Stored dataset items
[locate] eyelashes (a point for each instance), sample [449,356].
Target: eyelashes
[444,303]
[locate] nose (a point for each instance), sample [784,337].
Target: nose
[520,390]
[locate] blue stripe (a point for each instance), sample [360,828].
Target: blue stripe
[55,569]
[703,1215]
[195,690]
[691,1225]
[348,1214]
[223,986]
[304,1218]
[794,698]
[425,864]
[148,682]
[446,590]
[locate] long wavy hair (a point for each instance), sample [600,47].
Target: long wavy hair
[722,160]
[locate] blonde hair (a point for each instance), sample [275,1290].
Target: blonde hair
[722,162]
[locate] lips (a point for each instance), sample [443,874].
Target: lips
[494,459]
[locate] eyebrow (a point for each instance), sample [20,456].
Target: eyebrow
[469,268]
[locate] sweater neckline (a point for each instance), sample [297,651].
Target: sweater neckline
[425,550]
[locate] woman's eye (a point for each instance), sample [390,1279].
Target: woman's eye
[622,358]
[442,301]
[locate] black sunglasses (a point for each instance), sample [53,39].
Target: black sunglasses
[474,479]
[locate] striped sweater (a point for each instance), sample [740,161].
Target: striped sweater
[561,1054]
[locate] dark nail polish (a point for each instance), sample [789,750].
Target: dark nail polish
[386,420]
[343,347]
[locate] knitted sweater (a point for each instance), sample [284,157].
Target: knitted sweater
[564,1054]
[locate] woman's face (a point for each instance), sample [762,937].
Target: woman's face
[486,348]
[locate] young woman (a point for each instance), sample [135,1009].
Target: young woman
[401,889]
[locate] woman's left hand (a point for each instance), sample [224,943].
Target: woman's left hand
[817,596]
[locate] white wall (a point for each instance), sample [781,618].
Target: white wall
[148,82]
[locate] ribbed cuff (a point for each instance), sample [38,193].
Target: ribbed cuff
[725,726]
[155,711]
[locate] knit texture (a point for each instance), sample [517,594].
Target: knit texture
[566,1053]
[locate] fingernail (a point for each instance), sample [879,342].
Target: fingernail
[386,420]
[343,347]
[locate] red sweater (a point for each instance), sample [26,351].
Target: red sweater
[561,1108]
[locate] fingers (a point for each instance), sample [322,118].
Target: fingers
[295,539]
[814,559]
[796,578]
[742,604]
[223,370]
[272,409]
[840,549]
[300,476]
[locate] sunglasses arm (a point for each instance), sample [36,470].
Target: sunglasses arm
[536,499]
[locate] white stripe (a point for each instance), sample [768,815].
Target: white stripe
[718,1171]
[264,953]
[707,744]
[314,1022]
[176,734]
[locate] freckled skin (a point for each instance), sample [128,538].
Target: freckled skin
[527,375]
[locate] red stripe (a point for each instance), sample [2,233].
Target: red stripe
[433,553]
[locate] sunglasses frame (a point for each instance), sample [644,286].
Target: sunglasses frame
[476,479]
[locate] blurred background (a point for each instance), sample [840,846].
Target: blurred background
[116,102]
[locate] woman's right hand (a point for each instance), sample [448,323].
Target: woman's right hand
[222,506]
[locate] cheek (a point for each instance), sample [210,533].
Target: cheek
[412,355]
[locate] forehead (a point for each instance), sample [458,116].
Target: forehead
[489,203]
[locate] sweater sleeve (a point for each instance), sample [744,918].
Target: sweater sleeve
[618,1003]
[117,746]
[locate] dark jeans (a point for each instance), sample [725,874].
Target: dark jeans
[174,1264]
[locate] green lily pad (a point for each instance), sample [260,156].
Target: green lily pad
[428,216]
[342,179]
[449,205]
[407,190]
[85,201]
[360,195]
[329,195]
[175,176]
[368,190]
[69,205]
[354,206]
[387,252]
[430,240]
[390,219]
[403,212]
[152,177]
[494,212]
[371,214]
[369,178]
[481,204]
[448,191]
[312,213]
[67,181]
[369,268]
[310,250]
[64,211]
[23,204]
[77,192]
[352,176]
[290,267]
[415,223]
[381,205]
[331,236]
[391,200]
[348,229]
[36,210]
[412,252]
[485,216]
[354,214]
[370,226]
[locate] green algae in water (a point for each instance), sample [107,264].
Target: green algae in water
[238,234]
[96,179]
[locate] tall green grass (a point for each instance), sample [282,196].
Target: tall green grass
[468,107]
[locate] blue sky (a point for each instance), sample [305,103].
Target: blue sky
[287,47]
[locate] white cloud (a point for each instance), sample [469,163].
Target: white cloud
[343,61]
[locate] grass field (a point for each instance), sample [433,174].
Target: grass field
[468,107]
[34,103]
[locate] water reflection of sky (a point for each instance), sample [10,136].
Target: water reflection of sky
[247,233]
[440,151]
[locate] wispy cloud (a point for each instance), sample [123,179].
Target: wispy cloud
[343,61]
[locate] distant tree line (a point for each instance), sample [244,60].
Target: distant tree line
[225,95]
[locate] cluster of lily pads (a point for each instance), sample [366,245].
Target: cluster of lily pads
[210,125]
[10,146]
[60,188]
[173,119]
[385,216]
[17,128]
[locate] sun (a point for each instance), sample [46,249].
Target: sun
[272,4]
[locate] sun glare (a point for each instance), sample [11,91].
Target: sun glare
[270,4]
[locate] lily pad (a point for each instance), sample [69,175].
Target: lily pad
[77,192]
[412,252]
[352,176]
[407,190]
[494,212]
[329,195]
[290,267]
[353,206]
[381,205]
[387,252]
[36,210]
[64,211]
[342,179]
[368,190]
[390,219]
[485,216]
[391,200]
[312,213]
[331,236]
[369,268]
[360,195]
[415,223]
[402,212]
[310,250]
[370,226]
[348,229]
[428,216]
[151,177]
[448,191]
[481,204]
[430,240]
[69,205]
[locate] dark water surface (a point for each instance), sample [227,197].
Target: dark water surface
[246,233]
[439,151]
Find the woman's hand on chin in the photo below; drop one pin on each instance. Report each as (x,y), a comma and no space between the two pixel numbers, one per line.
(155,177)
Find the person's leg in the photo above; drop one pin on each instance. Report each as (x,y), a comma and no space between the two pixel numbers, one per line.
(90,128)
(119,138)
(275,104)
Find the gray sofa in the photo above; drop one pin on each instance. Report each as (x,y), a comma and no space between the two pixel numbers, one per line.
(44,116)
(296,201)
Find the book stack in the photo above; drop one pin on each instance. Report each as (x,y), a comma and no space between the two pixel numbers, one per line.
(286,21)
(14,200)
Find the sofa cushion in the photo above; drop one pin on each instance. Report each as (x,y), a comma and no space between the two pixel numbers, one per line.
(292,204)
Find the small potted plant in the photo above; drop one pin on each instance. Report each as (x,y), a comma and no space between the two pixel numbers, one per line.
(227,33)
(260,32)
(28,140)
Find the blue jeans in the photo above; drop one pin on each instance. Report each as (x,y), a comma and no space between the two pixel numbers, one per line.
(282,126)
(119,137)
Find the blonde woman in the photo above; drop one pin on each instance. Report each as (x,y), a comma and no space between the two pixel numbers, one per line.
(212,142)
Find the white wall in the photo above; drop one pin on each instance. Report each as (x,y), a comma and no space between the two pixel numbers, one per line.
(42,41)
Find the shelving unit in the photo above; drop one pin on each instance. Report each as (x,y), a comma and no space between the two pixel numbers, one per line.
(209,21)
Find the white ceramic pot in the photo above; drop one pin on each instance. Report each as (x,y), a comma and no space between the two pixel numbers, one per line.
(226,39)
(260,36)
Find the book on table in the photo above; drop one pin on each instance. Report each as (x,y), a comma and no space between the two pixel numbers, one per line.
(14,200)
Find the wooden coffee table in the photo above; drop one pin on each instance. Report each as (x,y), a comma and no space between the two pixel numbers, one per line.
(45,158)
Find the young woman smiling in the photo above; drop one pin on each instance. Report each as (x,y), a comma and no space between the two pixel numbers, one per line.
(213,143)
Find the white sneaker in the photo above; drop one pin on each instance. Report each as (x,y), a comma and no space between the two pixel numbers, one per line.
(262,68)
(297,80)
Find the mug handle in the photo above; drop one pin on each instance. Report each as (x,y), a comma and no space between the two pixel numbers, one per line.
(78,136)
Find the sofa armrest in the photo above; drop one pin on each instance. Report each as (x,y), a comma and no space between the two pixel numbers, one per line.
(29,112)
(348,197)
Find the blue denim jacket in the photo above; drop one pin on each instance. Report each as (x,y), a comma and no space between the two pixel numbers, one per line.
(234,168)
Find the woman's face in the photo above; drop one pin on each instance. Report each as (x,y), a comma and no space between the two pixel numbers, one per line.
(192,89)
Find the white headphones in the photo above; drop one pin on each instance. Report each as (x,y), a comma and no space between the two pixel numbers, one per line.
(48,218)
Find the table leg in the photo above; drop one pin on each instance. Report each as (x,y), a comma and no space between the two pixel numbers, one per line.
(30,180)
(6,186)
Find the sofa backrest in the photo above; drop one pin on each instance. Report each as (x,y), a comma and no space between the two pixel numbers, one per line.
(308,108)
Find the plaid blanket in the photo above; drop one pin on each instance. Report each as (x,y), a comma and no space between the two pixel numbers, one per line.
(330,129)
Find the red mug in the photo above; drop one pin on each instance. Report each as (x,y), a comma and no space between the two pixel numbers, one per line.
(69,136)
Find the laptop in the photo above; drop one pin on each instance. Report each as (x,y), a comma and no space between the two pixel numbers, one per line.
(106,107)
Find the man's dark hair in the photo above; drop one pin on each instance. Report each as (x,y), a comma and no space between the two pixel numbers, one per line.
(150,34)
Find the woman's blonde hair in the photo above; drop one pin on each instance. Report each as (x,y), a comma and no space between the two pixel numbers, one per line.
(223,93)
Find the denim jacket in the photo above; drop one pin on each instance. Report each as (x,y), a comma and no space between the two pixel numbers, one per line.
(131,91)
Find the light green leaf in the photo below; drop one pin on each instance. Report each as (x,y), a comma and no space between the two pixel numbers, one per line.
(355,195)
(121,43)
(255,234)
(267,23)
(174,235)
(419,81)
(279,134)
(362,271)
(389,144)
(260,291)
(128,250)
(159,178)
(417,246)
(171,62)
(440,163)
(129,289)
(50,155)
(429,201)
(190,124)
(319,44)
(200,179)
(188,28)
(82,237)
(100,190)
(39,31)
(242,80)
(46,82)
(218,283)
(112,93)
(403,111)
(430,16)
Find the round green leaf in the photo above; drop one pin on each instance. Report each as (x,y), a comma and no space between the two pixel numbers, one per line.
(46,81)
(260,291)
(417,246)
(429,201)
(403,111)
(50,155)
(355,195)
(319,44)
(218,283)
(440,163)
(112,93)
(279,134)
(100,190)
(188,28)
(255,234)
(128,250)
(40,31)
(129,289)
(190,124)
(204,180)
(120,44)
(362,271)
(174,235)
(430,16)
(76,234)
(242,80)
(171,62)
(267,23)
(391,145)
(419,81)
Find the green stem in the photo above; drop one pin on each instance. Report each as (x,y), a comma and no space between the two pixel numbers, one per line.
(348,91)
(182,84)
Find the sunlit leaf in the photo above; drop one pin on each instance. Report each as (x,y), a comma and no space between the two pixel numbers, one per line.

• Description of the task: Restate, please, word for word the span of records running from the first line to the line bearing "[locate] blue stripe", both included, and nothing outside it.

• Task result:
[locate] eyelashes (a point for each instance), sample [449,356].
Target: eyelashes
[444,303]
[locate] nose (a point for each instance), sample [784,337].
Target: nose
[520,390]
[locate] blue stripe (a point for each instance), sample [360,828].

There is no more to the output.